Goal of the exercise
Please tally the lines in the rows below that contain the string "trunk", and reply with only that number.

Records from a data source
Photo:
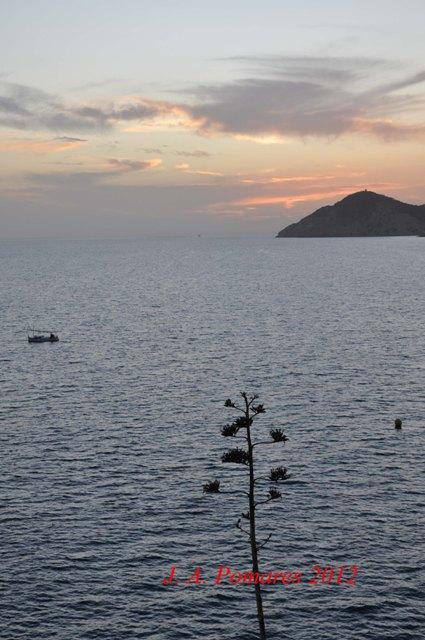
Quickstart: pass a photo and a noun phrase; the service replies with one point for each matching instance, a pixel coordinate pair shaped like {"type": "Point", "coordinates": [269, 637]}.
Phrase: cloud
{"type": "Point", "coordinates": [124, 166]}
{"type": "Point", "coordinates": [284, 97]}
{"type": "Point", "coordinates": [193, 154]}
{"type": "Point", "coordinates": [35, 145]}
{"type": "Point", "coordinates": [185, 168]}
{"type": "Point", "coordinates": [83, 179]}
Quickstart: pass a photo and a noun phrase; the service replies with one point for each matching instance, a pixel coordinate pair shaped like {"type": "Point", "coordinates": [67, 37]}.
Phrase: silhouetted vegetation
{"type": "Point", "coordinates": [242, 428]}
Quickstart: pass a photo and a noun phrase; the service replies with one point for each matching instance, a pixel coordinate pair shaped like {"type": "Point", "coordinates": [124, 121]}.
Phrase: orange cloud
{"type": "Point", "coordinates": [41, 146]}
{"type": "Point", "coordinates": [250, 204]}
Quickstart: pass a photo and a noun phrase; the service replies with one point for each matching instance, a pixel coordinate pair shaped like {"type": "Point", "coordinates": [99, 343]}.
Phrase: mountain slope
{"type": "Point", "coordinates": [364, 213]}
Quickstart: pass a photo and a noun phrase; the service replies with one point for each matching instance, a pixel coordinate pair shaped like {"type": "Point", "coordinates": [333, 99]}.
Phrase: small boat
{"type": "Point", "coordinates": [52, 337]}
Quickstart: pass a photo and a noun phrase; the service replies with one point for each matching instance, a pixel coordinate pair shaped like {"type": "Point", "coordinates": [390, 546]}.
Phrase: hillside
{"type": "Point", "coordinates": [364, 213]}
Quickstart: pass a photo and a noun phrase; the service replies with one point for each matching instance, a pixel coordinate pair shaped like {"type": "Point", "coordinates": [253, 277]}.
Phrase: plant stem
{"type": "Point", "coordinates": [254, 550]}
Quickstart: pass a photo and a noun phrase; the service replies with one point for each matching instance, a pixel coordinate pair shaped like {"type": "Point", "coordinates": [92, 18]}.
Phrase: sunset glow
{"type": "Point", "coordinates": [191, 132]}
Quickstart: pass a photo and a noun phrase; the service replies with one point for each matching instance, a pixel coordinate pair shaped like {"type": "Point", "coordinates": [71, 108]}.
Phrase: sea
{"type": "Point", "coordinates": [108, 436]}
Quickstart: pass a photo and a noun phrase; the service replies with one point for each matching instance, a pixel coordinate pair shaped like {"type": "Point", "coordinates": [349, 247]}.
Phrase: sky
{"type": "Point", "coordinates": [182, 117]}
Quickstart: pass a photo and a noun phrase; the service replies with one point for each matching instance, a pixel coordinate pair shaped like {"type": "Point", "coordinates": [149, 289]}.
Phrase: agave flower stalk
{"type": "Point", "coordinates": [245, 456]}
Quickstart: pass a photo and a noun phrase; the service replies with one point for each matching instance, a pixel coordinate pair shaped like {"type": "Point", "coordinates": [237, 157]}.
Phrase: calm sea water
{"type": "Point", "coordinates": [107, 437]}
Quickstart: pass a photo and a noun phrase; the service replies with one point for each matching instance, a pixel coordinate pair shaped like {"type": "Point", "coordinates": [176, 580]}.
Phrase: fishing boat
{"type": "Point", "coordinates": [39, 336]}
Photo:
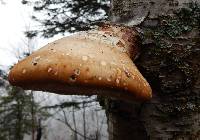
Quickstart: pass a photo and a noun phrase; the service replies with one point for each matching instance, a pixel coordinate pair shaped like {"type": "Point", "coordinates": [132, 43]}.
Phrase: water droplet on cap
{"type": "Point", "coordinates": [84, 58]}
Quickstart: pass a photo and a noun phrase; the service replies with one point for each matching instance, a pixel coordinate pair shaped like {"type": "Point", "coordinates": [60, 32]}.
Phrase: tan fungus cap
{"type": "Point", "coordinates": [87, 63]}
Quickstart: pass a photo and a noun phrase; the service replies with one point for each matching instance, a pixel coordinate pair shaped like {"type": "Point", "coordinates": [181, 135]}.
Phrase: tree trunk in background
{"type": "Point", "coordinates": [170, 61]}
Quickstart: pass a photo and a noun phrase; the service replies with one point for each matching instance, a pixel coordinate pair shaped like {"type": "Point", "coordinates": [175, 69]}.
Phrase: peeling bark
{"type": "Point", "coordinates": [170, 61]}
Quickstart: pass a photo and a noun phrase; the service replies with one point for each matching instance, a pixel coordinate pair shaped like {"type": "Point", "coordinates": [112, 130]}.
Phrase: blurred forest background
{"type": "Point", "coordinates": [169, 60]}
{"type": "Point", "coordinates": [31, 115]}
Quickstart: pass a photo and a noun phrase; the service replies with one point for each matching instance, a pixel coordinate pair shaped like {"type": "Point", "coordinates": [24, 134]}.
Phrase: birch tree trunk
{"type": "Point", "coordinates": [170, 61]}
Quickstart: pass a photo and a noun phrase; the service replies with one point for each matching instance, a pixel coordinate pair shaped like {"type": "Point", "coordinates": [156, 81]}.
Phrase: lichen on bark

==

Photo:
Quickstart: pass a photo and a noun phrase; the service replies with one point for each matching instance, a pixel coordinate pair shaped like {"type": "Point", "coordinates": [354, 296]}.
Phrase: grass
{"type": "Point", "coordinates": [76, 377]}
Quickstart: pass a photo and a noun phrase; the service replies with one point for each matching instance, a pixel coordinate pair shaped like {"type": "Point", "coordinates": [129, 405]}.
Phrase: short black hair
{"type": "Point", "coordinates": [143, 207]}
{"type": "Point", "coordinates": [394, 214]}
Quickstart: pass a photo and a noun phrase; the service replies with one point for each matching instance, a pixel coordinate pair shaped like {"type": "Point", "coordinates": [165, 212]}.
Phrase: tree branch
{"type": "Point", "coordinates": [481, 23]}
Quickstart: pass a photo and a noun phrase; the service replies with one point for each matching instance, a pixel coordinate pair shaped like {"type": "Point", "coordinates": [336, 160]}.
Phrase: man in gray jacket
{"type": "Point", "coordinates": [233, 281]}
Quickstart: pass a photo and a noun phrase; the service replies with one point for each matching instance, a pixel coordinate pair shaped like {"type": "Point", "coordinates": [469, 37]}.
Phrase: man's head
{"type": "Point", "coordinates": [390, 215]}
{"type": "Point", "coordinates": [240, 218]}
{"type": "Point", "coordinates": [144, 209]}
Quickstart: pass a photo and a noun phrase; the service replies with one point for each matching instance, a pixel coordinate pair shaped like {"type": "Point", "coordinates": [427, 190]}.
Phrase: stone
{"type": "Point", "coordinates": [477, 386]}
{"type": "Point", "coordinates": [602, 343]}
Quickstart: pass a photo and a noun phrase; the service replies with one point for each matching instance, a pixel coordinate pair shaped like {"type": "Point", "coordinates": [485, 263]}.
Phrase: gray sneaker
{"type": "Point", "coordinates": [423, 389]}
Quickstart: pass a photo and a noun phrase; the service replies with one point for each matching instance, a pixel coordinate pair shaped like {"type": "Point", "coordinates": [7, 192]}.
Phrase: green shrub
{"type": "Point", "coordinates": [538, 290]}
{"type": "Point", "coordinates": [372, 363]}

Correct output
2